╭─ TEKS BACAAN
TEMBILAHAN - Bangunan peninggalan Belanda yang dibangun pada zaman penjajahan banyak tersebar di berbagai daerah di Indonesia, tak terkecuali di Kecamatan Enok, Kabupaten Indragiri Hilir (Inhil), Provinsi Riau.

Bangunan yang masih berdiri kokoh dan kental dengan nilai sejarah yakni Perpustakaan Enok.

Bangunan Unit Layanan Perpustakaan Kecamatan Enok ini merupakan bangunan berseharah yang menyimpan rekam jejak masa kependudukan Belanda di nusantara.

Di balik kesederhanaanya, siapa yang sangka jika bangunan dengan luas ± 21 m x 8,50 m dan luas lahan ± 26 m x 13,5 ini memiliki fungsi awal sebagai bangunan yang diperuntukkan oleh perwakilan Kolonial Belanda atau yang disebut Amir.

Menurut penuturan tokoh masyarakat setempat dan data kepengurusan perpustakaan, pada awalnya bangunan rumah yang sekarang digunakan sebagai perpustakaan ini merupakan rumah dinas bagi Amir di daerah Enok bernama Thaib yang dibangun pada tahun 1936.

Pemerintahan Amir di tanah Indragiri tidak terlepas dari perjanjian perdamaian dan persahabatan (tractaat Van Vrindchaap) antara Kolonial Belanda dan Kesultanan Indragiri yang dilakukan pada tanggal 24 September 1938.

Setelah perjanjian itu diresmikan maka Kesultanan Indragiri juga menjadi Zelfbestuur oleh pemerintahan Belanda.

Berdasarkan perjanjian tersebut, kolonial Belanda juga berhak memiliki seorang Controlleur (pengontrol) yang membawahi 6 daerah keamiran di wilayah Indragiri Hilir, antara lain, yaitu, Amir Tembilahan di Tembilahan, Amir Batang Tuaka di Sungai Luar, Amir Tempuling di Sungai Salak, Amir Mandah dan Gaung di Khairiah Mandah, Amir Enok di Enok dan Amir Reteh di Kotabaru.

Seorang Controlleur mempunyai wewenang terhadap apa saja yang terjadi di wilayahnya itu dan memegang wewenang semua jabatan.

Bahkan juga menjadi hakim di pengadilan wilayah ini sehingga Zelfbestuur Kerajaan Indragiri terus dipersempit sampai dengan masuknya Jepang tahun 1942.
╰─
╭─ BAGIAN DATA
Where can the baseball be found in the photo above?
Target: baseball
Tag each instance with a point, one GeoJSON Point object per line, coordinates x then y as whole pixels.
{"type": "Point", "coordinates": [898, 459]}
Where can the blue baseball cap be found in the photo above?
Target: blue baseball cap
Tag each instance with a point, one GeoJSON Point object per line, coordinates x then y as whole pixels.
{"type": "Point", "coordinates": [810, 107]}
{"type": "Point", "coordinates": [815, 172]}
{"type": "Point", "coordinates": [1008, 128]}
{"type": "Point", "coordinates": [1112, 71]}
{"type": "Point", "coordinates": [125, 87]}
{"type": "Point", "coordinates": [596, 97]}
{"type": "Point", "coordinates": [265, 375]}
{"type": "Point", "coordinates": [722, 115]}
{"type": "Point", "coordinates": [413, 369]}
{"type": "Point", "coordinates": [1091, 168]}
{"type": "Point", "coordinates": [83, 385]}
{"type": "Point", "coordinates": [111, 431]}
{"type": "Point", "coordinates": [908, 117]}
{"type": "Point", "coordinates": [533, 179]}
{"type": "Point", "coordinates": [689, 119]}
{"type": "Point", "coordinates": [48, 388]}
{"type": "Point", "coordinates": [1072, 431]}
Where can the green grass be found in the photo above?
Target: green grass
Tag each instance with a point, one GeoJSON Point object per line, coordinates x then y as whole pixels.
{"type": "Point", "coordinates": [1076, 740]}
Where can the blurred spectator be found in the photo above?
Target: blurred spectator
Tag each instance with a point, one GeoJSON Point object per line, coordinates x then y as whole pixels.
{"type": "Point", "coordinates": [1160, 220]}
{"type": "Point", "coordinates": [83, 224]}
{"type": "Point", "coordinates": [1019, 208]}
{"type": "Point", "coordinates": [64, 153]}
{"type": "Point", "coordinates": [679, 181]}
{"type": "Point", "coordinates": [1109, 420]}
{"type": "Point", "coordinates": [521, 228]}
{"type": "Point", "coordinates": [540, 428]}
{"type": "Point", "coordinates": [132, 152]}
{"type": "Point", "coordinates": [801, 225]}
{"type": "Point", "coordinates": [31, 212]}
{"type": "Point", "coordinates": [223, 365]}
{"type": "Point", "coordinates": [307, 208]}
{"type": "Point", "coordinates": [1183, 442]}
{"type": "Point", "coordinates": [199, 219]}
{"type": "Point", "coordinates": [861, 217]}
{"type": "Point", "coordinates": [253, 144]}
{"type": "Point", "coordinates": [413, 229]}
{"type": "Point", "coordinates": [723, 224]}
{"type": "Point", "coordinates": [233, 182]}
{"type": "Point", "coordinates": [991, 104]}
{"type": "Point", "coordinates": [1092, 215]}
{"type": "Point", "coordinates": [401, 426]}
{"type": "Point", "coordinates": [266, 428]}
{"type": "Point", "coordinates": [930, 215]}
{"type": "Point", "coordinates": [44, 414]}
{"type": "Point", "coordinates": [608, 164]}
╰─
# ISI TUGAS:
Salin tanpa perubahan bagian teks tentang Perpustakaan Enok yang dimulai dari "Setelah perjanjian itu" dan berakhir pada "wewenang semua jabatan.".

# HASIL:
Setelah perjanjian itu diresmikan maka Kesultanan Indragiri juga menjadi Zelfbestuur oleh pemerintahan Belanda.

Berdasarkan perjanjian tersebut, kolonial Belanda juga berhak memiliki seorang Controlleur (pengontrol) yang membawahi 6 daerah keamiran di wilayah Indragiri Hilir, antara lain, yaitu, Amir Tembilahan di Tembilahan, Amir Batang Tuaka di Sungai Luar, Amir Tempuling di Sungai Salak, Amir Mandah dan Gaung di Khairiah Mandah, Amir Enok di Enok dan Amir Reteh di Kotabaru.

Seorang Controlleur mempunyai wewenang terhadap apa saja yang terjadi di wilayahnya itu dan memegang wewenang semua jabatan.